* [GOAL] Please reproduce the material with "dot" swapped out for "marker" and nothing else altered.
[START OF SOURCE RECORDS]
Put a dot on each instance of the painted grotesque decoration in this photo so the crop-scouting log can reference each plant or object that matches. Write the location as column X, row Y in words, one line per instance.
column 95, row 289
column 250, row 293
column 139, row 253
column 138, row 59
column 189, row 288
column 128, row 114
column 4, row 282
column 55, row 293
[END OF SOURCE RECORDS]
* [ANSWER TO THE EXERCISE]
Put a marker on each instance of the painted grotesque decoration in this photo so the crop-scouting log can reference each plant or object that matches. Write the location as column X, row Y in words, one line per instance.
column 95, row 289
column 250, row 293
column 139, row 253
column 138, row 59
column 189, row 288
column 128, row 114
column 4, row 282
column 55, row 293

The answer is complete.